Photo object pointing records:

··········

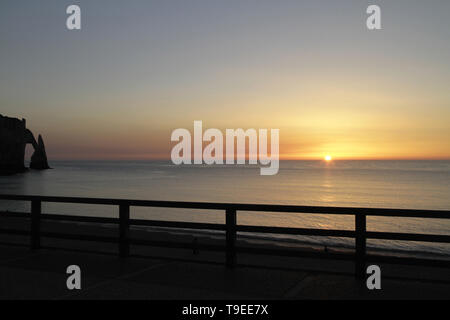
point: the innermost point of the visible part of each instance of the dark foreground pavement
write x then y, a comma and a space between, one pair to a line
41, 274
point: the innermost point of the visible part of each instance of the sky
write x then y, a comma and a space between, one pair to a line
137, 70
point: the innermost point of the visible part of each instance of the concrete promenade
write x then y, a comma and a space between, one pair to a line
41, 274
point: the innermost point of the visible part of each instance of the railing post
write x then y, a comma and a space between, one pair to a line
231, 238
360, 245
124, 230
35, 228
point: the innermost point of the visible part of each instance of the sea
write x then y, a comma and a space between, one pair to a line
406, 184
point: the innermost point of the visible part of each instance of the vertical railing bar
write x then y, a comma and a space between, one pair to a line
124, 230
230, 219
35, 228
360, 245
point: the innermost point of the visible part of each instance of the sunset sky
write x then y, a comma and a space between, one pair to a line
139, 69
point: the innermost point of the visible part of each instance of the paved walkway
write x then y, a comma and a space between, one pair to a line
25, 274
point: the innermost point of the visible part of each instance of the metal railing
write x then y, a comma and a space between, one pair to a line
360, 234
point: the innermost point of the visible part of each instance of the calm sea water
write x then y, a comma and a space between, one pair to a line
390, 184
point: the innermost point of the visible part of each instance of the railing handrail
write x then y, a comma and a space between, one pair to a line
360, 233
391, 212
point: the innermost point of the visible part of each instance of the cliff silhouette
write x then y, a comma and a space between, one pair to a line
14, 136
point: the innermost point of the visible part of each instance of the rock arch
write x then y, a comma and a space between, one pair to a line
14, 136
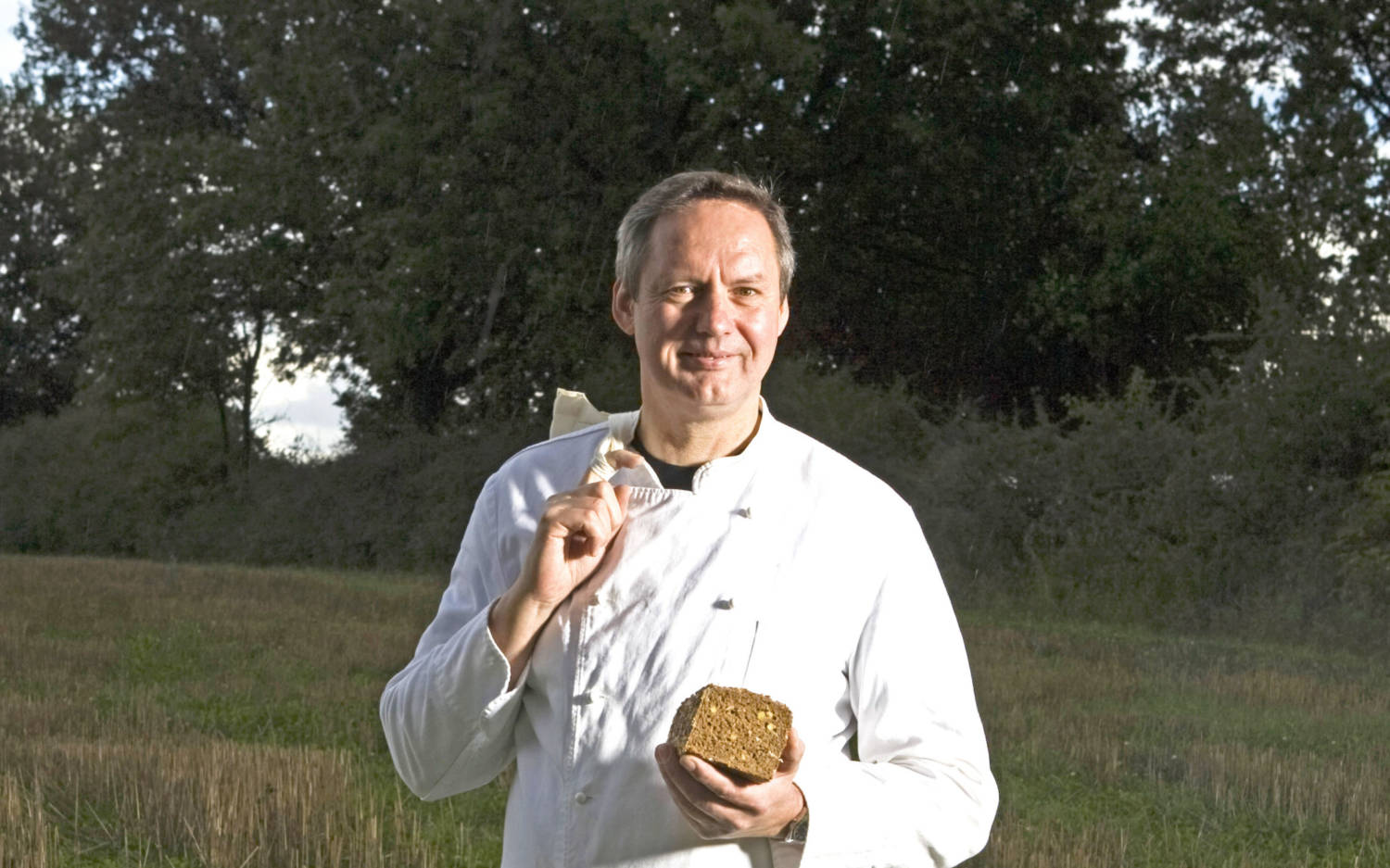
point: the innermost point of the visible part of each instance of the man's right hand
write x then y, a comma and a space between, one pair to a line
572, 537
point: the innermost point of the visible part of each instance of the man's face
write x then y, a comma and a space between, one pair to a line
708, 310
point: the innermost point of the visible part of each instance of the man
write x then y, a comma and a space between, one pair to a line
726, 548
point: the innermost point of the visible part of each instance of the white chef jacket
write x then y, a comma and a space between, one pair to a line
789, 571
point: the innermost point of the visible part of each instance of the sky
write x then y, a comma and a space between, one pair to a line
286, 413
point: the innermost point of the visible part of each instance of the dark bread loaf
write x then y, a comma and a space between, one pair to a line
736, 729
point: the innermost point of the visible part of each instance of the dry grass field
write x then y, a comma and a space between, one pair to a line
177, 715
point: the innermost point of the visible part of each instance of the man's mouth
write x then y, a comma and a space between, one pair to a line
709, 359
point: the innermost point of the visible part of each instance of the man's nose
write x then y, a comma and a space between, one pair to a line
716, 311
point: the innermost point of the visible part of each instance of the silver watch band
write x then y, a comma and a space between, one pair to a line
797, 829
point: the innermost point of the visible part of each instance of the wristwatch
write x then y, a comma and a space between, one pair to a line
795, 831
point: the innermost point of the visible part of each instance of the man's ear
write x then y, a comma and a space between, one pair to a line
623, 305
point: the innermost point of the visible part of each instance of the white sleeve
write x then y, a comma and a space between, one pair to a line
920, 792
448, 715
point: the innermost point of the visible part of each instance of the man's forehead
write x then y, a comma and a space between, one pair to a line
714, 225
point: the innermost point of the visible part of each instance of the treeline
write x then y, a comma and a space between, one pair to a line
1103, 296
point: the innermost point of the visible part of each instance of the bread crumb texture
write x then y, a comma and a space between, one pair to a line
736, 729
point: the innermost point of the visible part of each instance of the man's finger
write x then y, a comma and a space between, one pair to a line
792, 753
686, 793
719, 785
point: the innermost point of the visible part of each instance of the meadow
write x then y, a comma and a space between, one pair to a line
202, 715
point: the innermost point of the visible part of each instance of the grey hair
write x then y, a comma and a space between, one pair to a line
683, 191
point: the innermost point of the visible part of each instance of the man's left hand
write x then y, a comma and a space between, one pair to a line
720, 806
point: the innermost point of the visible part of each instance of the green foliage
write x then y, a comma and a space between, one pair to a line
152, 481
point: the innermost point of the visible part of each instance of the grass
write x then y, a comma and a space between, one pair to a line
180, 715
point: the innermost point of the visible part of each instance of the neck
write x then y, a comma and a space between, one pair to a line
689, 442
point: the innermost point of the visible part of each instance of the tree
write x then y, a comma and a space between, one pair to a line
39, 333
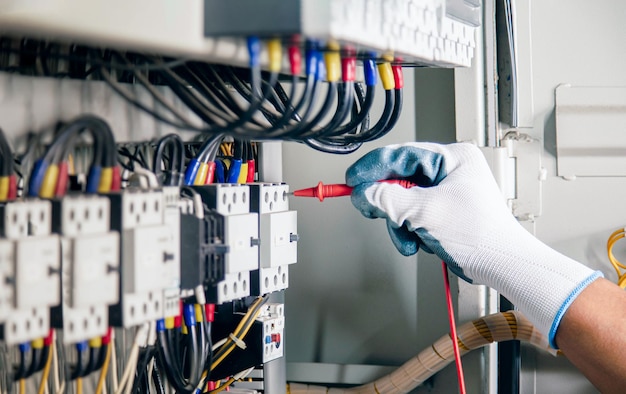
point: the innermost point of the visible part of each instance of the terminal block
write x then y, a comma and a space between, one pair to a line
264, 342
90, 266
231, 202
278, 229
172, 268
148, 252
30, 266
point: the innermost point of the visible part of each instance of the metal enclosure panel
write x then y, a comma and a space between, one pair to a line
578, 43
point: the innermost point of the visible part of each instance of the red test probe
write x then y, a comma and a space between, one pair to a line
322, 191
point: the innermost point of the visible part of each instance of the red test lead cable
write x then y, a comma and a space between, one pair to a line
322, 191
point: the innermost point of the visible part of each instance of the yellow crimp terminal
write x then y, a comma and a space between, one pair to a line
37, 343
106, 178
201, 175
95, 342
49, 183
386, 76
243, 173
333, 65
275, 54
198, 310
4, 188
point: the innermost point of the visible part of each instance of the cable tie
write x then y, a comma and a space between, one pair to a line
241, 344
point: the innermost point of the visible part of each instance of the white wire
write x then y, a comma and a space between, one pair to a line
153, 182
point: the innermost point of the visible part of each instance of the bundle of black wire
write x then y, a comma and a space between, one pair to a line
169, 168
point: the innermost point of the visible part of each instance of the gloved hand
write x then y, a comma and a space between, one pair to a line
458, 213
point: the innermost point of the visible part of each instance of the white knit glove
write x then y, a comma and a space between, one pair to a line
458, 213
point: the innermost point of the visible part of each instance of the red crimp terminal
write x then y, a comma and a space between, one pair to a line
106, 339
348, 69
322, 191
178, 320
398, 76
62, 179
295, 60
116, 180
209, 309
47, 341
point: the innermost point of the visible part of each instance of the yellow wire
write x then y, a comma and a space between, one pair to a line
231, 343
4, 188
104, 370
46, 371
223, 387
617, 265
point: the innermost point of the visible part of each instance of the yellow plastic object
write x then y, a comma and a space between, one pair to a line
37, 343
386, 75
49, 183
4, 188
95, 342
333, 66
275, 54
498, 327
106, 179
201, 175
198, 310
243, 173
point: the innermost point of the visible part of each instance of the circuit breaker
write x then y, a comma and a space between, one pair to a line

··········

Repeat only what runs from the line holding "red crimp terminal" to the end of the data, keeping every line exactly as written, first and last included.

- Problem solution:
point: the innermost point of the visible part of each instance of the red crimp terminal
write x then y, a comma and a space between, one pair to a line
106, 339
348, 69
322, 191
178, 320
398, 76
62, 179
295, 60
116, 180
209, 309
47, 341
point: the innermost point of the visible part of each instance of the yellow wire
write x then y, a comma and a space between, one pair to a line
231, 343
4, 188
104, 370
46, 371
223, 387
617, 265
point: the innermost point of the visible part of each instance of the yellow plastic object
write x then y, a comma and a space between, one pair to a line
37, 343
386, 75
49, 183
4, 188
95, 342
333, 66
275, 54
498, 327
106, 179
201, 175
198, 310
243, 173
point: the innermost point of the visible part of each instance of the circuit breaker
write x then y, a comma and a space between, one pair to a line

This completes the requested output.